■ Lines of data
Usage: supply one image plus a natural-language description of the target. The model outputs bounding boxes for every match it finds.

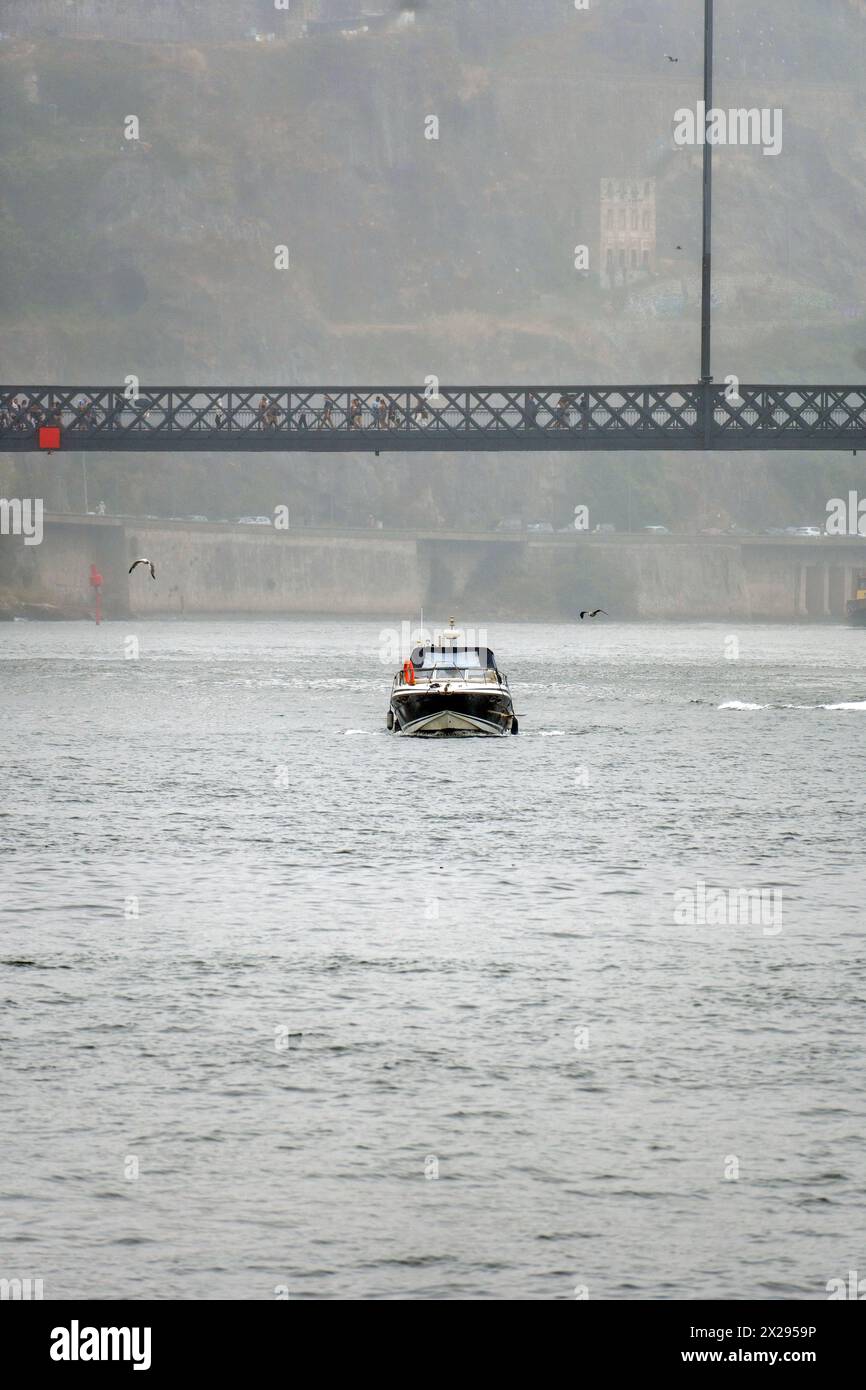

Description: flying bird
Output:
[129,556,156,580]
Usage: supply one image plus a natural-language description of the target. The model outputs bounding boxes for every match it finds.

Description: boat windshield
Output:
[421,648,481,671]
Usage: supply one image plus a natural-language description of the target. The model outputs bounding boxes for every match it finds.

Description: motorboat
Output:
[386,619,517,738]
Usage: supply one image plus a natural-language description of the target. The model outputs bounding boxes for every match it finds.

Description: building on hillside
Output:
[599,178,656,289]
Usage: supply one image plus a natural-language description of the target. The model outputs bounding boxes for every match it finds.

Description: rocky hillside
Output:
[0,0,866,525]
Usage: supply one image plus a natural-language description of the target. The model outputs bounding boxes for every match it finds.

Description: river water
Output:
[0,625,866,1300]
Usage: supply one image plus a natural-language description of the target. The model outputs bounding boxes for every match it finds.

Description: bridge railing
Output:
[0,385,866,450]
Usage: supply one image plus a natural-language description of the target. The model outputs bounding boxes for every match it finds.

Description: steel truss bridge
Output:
[0,0,866,453]
[0,382,866,453]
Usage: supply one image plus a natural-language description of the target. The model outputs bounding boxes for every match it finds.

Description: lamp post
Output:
[701,0,713,395]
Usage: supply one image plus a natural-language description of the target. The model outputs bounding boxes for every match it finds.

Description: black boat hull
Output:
[391,687,517,738]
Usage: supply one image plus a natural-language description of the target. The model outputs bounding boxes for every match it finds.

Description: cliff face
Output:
[0,0,866,524]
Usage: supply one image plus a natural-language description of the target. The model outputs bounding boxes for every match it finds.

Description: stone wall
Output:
[0,516,866,621]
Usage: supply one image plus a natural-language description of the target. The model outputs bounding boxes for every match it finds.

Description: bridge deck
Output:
[0,385,866,453]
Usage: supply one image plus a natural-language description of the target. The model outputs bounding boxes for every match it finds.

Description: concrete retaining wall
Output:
[0,516,866,621]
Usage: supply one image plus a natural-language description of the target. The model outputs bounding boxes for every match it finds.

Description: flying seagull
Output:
[129,556,156,580]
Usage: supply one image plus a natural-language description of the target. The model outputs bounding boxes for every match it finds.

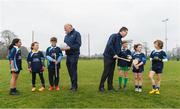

■ Task to carry out
In every one of the entries above, change "Usage" to "Instructions" and reproduce the lines with nothing else altered. Leave the pictures out of your answer.

■ Exercise response
Instructions: supply one image plus a natural-language description of the target. The model outputs bounding boxes for every match it finds.


Description: flying bird
Output:
[129,556,156,580]
Instructions: supply one image plus a natural-language description of the target. The model outputs bounding boxes for every match it finds.

Description: boat windshield
Output:
[421,648,481,671]
Instructions: supply one image plus a natural-language description of the target. The model outputs bounding boxes for every match it finds.

Description: motorboat
Output:
[386,619,517,738]
Instructions: supply one image plus a natural-language description of the target. The model outputs bounding boxes for every match it finds.

Description: building on hillside
Output:
[599,178,656,289]
Instructions: supply one image plus a natural-language description of the target. The model outputs bounding boxes for every match it finds.

Description: rocky hillside
Output:
[0,0,866,525]
Instructions: supply one image plus a natural-language description of the target. The model outputs bounding boxes for every match it finds.

Description: river water
Output:
[0,625,866,1300]
Instructions: supply one image plus a natural-language description of the target. The model outputs bounding boxes for every match it finds.

Description: bridge railing
Output:
[0,385,866,450]
Instructions: supply one image plus a natural-language description of the target. The model outputs bounding boxes for every match it finds.

Description: steel truss bridge
Output:
[0,0,866,453]
[0,382,866,453]
Instructions: supply one image plus a natural-language description of the target. The model outputs bounding boxes for every match it finds.

Description: lamp post
Output:
[701,0,713,395]
Instructions: supply one image plus a natural-language description of the target. The model outputs bounding boxes for every match it finds.

Description: black boat hull
Output:
[391,687,517,738]
Instructions: supply one image plus a natural-language description of the target. The model outputs bounding boxes for every match it finds.

Description: cliff face
Output:
[0,0,866,524]
Instructions: supply one image plus a natural-language description of the target. The model outputs bounding boxes for every match it finds.

Description: stone wall
Output:
[0,516,866,621]
Instructions: supply one image plus a natural-language description of the target. The model outputs bounding boxes for every match it finds.

Description: bridge deck
Output:
[0,385,866,453]
Instructions: supply one image plus a natural-language description of the target. The model outputs bounding boxes for every match it finds.

Description: concrete retaining wall
Output:
[0,516,866,621]
Instructions: supply one image plus a natural-language description of the target. The model outputs bounding boxes for every match it finds.

Description: flying seagull
Output:
[129,556,156,580]
Instructions: supply one image plus a natural-language description of the target. The model outputs bounding boxes for every match it finds.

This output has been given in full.